[GIVEN PASSAGE start]

Russia also benefits from the tense relationship between Tehran and the West: because of Western sanctions, Tehran cannot sell its gas to the lucrative European market. Instead, Russia and Gazprom remain Europe's dominant suppliers.
Were Iran to break out of its international isolation, either by abandoning its weapons program or undergoing regime change, European governments and energy companies would rush to complete deals that would reduce their dependence on Moscow. The consortium behind the planned Nabucco gas pipeline, which would bring 30 billion cubic meters (bcm) of gas a year to Europe while bypassing Russia, are already clamoring for permission to do a deal with Tehran. The Kremlin has little incentive to do anything that would undermine its ability to use gas supplies as leverage with their European customers.
It is unlikely the US will be able to convince Russia to take any meaningful steps against Iran (Washington has already all but conceded its strongest bargaining chip, the planned anti-ballistic missile system in eastern Europe that Moscow opposes).
At this point, continuing to seek agreement with Moscow merely drags out the process while the Iranian program moves forward. The US should stop emphasizing the need for Russian cooperation, focus on developing a common front with key allies in Europe and the Middle East, and continue offering to negotiate directly with Tehran. Though Russian help might be useful in the abstract, Washington will have to find ways to solve the Iranian nuclear problem on its own.
But if Russia was so interested in having Iran attacked, it should stand to reason that it wouldn't be so vocal about speaking against such an attack. It would just stand on the sidelines quietly and add fuel to the fire. However Russia has continuously expressed concern about the strike on Iran and warned against it. Maybe thats just words, but I think there are genuine reasons why Russia wants to avoid such conflict.
Europe fears winter energy crisis as Russia tightens grip on oil supplies
Russia's stranglehold over dwindling global energy resources was dramatically confirmed yesterday when new figures showed that the country has become the world's biggest exporter of oil.
With production in August hitting record levels, Russia toppled Saudi Arabia from the number one spot. It is already the world's largest exporter of gas, and supplies around a third of the European Union's consumption.

[GIVEN PASSAGE end]

Carry on the passage about Russia, Iran and Europe's energy supply from the point where it stops.

[RECORDS PROVIDED start]

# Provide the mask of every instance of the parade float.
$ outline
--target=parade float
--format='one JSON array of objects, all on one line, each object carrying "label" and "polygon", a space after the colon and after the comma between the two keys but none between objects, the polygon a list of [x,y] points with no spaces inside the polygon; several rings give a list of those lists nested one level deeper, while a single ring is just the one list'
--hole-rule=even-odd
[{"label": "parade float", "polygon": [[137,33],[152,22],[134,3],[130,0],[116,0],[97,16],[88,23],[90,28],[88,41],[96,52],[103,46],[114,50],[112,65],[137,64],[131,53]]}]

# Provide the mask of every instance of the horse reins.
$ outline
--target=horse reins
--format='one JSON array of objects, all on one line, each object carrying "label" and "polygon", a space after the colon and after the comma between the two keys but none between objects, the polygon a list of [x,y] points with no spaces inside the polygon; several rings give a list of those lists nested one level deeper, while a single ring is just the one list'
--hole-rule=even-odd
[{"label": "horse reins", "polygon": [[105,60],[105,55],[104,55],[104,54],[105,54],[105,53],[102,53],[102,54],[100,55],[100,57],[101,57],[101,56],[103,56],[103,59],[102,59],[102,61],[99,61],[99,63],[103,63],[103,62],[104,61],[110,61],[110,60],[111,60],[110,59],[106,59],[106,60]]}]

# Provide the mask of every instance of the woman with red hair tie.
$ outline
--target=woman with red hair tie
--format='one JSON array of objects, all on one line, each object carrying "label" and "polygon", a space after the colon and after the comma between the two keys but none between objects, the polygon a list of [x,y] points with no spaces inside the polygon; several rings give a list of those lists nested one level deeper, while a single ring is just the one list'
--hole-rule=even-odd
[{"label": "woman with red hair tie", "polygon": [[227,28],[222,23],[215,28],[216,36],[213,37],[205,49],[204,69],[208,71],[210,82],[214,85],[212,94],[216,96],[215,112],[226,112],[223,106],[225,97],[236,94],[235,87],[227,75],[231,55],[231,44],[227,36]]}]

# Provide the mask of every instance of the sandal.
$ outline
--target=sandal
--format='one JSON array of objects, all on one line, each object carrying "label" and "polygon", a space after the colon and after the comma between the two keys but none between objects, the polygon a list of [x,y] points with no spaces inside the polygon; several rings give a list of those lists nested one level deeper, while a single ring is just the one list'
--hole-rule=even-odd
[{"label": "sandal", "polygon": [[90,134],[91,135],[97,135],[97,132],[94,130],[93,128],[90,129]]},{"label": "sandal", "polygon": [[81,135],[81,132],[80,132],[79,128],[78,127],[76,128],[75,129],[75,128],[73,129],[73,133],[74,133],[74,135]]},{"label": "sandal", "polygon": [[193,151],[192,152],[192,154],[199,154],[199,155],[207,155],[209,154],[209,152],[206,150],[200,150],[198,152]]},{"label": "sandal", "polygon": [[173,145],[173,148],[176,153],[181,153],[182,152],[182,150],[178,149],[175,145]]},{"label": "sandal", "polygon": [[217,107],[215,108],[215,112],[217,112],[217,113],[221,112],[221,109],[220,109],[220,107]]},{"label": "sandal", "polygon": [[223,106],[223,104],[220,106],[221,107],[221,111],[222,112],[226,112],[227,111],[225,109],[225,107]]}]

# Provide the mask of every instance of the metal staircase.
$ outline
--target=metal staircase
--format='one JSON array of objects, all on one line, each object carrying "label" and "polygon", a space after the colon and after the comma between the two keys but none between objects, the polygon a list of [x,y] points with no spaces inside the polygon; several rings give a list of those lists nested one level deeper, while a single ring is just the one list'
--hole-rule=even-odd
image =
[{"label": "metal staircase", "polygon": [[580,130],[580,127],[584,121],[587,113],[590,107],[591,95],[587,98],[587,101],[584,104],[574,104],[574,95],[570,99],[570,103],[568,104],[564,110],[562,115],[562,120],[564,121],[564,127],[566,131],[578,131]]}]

[RECORDS PROVIDED end]

RESPONSE FOR THIS EXERCISE.
The news is likely to heighten unease in EU capitals over the Kremlin's tightening grip on energy reserves. There are fears of a repeat of January's debilitating gas war between Russia and Ukraine – which saw winter supplies to EU consumers cut off for weeks. Members of Opec agreed to cut oil production last year in response to the economic crisis. Moscow indicated last December that it would follow suit but instead ramped up production in the second quarter of 2009, as new fields in Siberia came on stream.
Russia produced almost 10 million barrels of oil a day in August, according to International Energy Agency figures – a post-Soviet record. Relations with other oil producing countries are likely to come under increasing strain, since Russia is now profiting from Opec production cuts.
"The fear is that Russia will get a big head," Andrew Neff, an oil analyst with Global Insight in Washington, told the Observer. "Not only is it the world's largest gas exporter but now the world's biggest oil exporter as well. The question is will Russia want to exploit its feeling of superiority and demand a seat not just at the table, but at the head of the table."
Originally posted by ZeroKnowledge
Russia needs Iran as an ally. This is why it is not acting behind backstage alone, it does all it can to show Iran who its only real ally is. With all current very good relationship between Russian and Iran, Iranians do not feel the need to do whatever Kremlin wants. South Osetia, Abkhazia are not recognized - as an example. Or issue with non-military Russian airplanes....
Iran wants to be a player,not a pawn, and if Russia would be too much in the shadows it would stay a player even if attacked by Israel. Chavez is ok as a pawn, but Ahmadinejad can be a rook on the board.
I feel that current Russian leadership wants Russia to be superpower again (which is ok) ,but they feel that to do this it is easier to destabilize the situation and then look for easy prey then to slowly rebuild empire by investing a lot of time and money in economy and science - and this is not ok.
Russia, one of the main members of the P-5+1, already has made clear it opposes sanctions under any circumstances. The Russians have no intention of helping solve the American problem with Iran while the United States maintains its stance on NATO expansion and bilateral relations with Ukraine and Georgia. Russia regards the latter two countries as falling within the Russian sphere of influence, a place where the United States has no business meddling.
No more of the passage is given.